#### [SOURCE MATERIAL]
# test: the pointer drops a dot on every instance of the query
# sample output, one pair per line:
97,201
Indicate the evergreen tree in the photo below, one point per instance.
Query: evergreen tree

#### [WHAT IS REQUIRED]
Starting at the line that contains "Indicate the evergreen", repeat each line exactly through the last one in the listing. Include both of those lines and nothing more.

#### [ANSWER SPACE]
Indicate the evergreen tree in the photo below, one point per instance.
Query: evergreen tree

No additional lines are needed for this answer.